● **Task directions**: Please copy out every one of the rows below word for word, with no changes.

Collection entries
################

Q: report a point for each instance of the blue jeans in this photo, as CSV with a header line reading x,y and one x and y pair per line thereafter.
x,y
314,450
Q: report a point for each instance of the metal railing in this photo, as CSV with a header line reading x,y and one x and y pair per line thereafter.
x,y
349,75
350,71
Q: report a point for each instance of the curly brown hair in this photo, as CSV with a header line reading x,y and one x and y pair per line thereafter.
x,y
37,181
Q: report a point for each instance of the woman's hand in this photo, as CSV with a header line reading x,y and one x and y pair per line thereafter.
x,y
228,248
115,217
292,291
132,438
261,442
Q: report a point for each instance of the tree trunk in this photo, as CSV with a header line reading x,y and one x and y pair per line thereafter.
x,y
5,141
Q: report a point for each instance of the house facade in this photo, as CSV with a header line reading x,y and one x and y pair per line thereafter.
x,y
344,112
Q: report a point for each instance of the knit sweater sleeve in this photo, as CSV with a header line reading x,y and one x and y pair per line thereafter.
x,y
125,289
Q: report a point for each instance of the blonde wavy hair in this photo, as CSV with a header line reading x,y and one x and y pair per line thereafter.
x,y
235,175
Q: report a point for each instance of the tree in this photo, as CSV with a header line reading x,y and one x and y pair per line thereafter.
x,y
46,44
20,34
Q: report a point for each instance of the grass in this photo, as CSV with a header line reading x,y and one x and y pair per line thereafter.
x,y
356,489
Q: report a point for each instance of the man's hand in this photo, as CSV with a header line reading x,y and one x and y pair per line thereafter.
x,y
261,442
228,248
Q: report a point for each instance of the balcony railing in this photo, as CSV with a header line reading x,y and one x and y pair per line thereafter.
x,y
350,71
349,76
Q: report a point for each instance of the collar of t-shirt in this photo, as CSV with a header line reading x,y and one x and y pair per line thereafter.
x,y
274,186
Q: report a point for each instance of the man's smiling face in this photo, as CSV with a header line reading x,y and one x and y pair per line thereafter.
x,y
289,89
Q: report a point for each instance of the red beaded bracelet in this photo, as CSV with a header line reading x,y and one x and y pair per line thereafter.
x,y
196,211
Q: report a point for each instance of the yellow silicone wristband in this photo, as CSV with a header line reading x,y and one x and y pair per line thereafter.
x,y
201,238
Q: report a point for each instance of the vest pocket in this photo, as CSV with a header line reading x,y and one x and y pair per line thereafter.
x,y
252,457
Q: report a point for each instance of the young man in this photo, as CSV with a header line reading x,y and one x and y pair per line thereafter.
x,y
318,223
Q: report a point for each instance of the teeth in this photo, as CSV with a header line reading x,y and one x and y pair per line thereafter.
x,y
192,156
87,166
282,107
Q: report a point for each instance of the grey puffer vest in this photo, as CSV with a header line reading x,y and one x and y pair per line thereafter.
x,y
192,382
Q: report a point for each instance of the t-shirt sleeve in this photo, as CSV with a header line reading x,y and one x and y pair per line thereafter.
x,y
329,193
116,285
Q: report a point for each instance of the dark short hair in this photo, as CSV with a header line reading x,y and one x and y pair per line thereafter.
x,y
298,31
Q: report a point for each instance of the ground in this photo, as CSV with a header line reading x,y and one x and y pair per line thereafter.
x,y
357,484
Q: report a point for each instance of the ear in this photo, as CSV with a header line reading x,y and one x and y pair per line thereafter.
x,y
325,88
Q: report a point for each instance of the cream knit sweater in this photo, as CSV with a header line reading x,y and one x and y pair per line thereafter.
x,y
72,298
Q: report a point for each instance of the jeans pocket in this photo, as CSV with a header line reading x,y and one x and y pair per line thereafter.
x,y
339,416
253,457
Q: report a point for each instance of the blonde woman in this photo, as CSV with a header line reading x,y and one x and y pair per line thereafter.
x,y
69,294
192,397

################

● **Output for this task**:
Q: report a point for each instance of the blue jeans in this photo, as CSV with a header line reading x,y and one x and y pair per line thereafter.
x,y
314,450
Q: report a point for each instance of the metal railing in this photo, as CSV with a header line reading x,y and one x and y pair per line thereafter.
x,y
349,75
350,71
Q: report a point for each instance of the curly brown hair in this photo, as CSV with a header line reading x,y and one x and y pair per line thereafter.
x,y
37,181
Q: report a point for each instance of the woman's hand in this photo, as CSV with a header line reading x,y and one x and y pair per line thereafter.
x,y
228,248
115,217
292,291
132,438
261,442
Q: report a point for each instance of the tree trunk in this photo, as CSV with a header line reading x,y and one x and y pair per line thereafter.
x,y
5,141
Q: report a point for each instance of the house facade in this photo, as CSV with a header line reading x,y and one x and y pair per line thereafter.
x,y
344,112
Q: report a point for each instance of the knit sweater sleeve in this photo, as CSV with a header line reading x,y and one x and y pair per line thereafter.
x,y
125,289
Q: report a point for each instance of the blonde wavy hair in this photo, as CSV with a header line reading x,y and one x and y pair per line thereafter.
x,y
235,175
Q: report a point for each instance of the tree in this photo, as CSV with a header line reading x,y and one x and y pair per line thereafter.
x,y
46,44
20,34
Q: report a point for each instance of the grass in this photo, as CSV with a header line reading x,y and one x and y pair per line thereafter.
x,y
356,489
Q: report a point for each instance of the man's hand in this photo, as CSV with a header line reading x,y and one x and y pair per line thereafter.
x,y
261,442
228,248
Q: report a point for each instance of the balcony railing in this photo, as CSV with a header line reading x,y and one x and y pair per line thereafter.
x,y
350,71
349,76
Q: report a point for each instance of the collar of t-shirt in this photo, as CSV with a header line reading x,y and one x and y pair per line thereafter.
x,y
274,186
Q: report a point for each instance of the man's smiling face in this photo, as CSV with a header line reading x,y and one x and y pair per line thereafter.
x,y
289,89
Q: report a point for each instance of the red beaded bracelet in this photo, as CSV with a header line reading x,y and one x and y pair per line thereafter.
x,y
196,211
Q: report a point for each instance of the yellow silicone wristband in this photo, as CSV with a header line reading x,y and one x and y pair per line thereafter.
x,y
201,238
Q: report a point for each instance of the vest pocket in this photo, as CSV with a header line reading x,y and one x and y pair per line thereafter.
x,y
252,457
Q: report a point for each instance of the young man in this photo, as CSV with a header line reading x,y and one x and y pair per line thereafter.
x,y
318,223
Q: report a point for each instance of the teeth in this photo, as CSV with a header line reading x,y and one x and y pair per line thereafter.
x,y
192,156
87,166
282,107
Q: report a point for each instance of the grey puffer vest in this photo, as CSV with a header line reading x,y and one x and y pair per line thereafter.
x,y
192,382
Q: report a point for each instance of the t-shirt sleeve in this photo, as CSV with a header line reading x,y and one x and y pair per line thereafter.
x,y
329,193
116,285
Q: report a point for each instance of the dark short hair in this photo, as CSV with a header line reading x,y and one x and y pair per line thereafter.
x,y
298,31
Q: report a point for each instance of the ground in this photo, as CSV with a header line reading x,y and one x and y pair per line thereafter.
x,y
357,484
Q: report a point for each instance of the ear in this photo, as CSV with a header line reading x,y and one x and y pair per line thereafter.
x,y
325,88
Q: report a point for each instance of the cream knit sweater in this photo, as CSV with a header line reading x,y and one x and y pair per line thereafter.
x,y
72,298
Q: report a point for each instance of the jeans pocket in this photo, as CSV with a header line reading x,y and one x and y pair per line thereafter.
x,y
339,416
253,457
Q: report a point for each instance of the blonde woman in this photo, as CSV with a header line reading x,y and one x and y pair per line thereafter.
x,y
69,294
192,397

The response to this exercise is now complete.